### MATERIAL SUPPLIED

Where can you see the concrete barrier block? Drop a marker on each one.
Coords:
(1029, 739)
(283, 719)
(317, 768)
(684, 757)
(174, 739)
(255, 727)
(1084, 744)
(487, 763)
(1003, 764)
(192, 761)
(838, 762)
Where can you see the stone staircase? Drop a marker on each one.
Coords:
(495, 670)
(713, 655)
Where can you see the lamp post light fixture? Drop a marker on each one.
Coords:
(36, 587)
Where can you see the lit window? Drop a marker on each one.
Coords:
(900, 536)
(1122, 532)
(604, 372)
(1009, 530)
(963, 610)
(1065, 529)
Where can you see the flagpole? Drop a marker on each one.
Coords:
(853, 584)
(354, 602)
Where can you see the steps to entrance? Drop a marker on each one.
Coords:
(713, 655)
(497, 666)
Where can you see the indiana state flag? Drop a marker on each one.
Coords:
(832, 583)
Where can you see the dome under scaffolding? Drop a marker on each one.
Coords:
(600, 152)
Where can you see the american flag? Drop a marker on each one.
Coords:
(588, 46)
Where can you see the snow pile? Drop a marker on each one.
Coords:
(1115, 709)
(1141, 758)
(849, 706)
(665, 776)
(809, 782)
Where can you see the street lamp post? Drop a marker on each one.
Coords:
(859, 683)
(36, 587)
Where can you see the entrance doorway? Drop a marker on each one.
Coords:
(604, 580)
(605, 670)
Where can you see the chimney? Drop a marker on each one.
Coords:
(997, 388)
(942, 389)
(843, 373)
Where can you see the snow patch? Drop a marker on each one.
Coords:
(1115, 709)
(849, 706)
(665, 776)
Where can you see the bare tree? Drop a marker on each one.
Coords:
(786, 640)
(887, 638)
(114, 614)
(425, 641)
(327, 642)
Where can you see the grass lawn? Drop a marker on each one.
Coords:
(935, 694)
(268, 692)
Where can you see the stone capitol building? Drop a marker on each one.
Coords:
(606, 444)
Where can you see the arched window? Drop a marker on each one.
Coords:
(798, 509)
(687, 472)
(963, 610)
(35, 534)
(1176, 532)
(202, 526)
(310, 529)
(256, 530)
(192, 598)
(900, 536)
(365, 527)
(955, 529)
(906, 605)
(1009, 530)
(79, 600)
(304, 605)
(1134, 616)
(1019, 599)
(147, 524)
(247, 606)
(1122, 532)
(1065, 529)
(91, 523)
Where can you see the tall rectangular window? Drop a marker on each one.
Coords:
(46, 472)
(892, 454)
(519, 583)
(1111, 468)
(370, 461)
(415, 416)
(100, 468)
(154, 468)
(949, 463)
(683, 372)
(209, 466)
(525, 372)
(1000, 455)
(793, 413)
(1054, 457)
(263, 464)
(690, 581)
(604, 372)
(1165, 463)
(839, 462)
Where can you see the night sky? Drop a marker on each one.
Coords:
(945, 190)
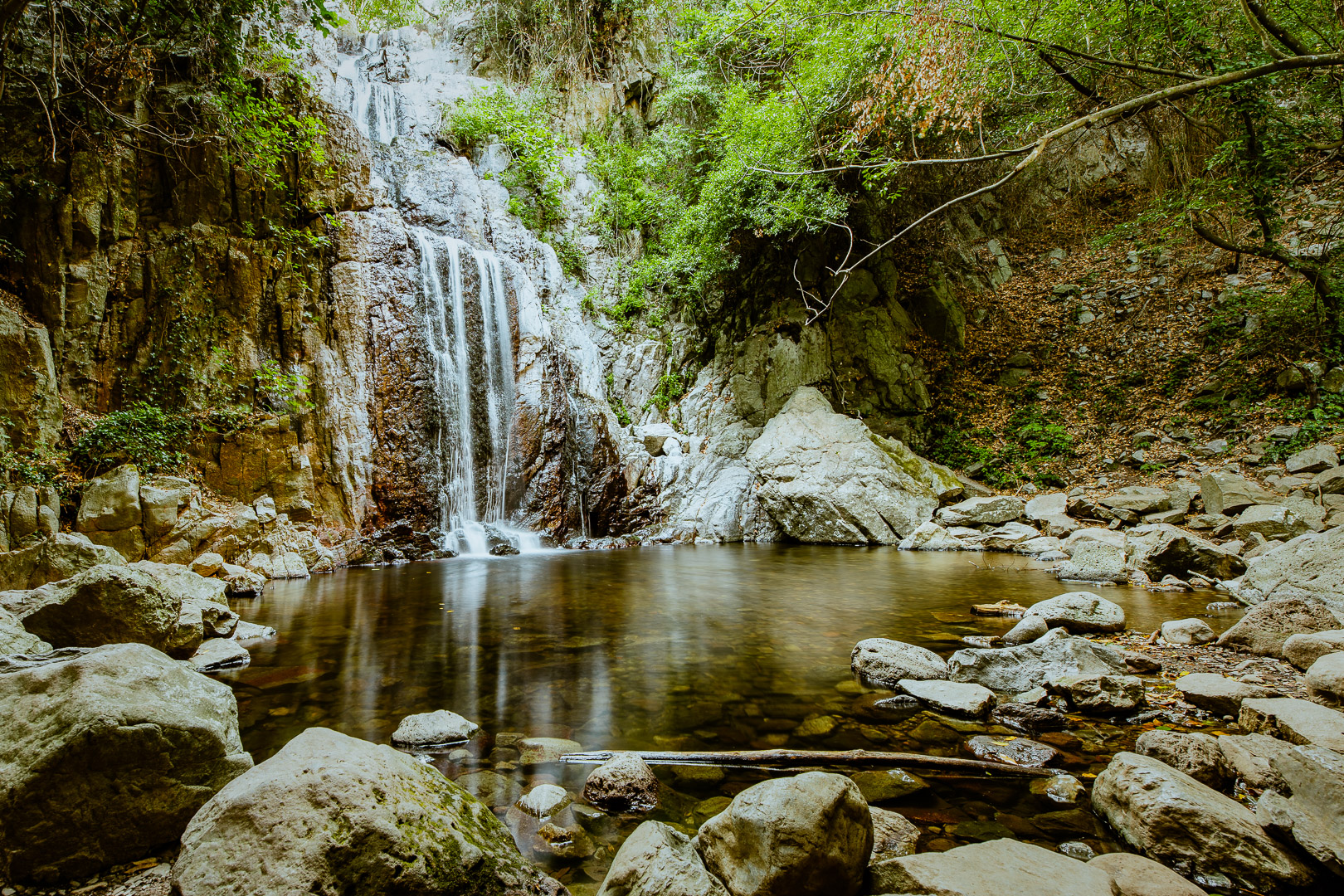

### THE REQUEST
Rescale the records from the line containing "Where can you see the tall" through the end of the records, both included, and reproduce every line, requests as well. Multiply each coordinate in the answers by 0.25 and round it to a whole number (halves round up), and omit the pictures.

### COMPLETED EXERCISE
Where can you see the tall rectangular window? Drop a marker on each one.
Coords:
(12, 118)
(223, 114)
(130, 146)
(278, 117)
(93, 115)
(104, 104)
(25, 117)
(39, 117)
(237, 116)
(171, 93)
(52, 117)
(131, 93)
(250, 114)
(198, 103)
(264, 114)
(66, 116)
(173, 145)
(151, 93)
(291, 116)
(210, 116)
Where can you see the night sky? Drop a marker on each one.
Coords:
(236, 48)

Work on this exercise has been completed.